Instruction = Gather every line of the listing below that contains the string "woman", and copy each one in full.

+--

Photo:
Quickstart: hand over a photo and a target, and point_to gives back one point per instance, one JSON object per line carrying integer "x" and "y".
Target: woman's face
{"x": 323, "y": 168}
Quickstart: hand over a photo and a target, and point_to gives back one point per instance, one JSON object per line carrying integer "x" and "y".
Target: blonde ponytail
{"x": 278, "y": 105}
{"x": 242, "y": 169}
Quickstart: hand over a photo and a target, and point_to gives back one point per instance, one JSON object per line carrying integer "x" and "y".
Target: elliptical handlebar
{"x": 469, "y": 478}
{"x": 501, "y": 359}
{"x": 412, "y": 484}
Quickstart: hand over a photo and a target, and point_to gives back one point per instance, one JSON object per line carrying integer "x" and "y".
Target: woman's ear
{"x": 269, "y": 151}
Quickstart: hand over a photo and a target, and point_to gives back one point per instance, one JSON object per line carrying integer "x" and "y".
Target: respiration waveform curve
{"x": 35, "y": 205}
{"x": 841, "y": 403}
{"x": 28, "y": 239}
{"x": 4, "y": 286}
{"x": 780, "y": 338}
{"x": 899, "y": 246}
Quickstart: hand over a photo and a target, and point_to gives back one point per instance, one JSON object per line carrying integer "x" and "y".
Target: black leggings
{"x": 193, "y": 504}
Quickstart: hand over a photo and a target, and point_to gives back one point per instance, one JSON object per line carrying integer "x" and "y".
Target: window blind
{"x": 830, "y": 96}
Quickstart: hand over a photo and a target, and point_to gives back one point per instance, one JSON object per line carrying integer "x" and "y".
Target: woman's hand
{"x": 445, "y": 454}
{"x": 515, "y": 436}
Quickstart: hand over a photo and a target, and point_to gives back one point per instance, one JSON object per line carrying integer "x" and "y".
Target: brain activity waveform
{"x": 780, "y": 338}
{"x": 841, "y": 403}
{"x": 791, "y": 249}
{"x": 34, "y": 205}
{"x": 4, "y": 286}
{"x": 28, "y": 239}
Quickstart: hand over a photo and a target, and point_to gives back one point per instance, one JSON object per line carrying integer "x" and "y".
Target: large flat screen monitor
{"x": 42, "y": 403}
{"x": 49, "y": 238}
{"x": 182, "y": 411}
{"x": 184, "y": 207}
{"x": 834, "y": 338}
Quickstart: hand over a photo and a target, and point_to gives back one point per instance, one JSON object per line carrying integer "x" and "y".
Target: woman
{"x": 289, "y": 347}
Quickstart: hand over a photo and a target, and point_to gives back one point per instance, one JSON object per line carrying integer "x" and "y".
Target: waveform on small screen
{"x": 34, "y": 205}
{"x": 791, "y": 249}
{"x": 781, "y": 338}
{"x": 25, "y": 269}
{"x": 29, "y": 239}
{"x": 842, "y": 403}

+--

Result of this exercise =
Target: woman's face
Target: woman's ear
Target: woman's hand
Target: woman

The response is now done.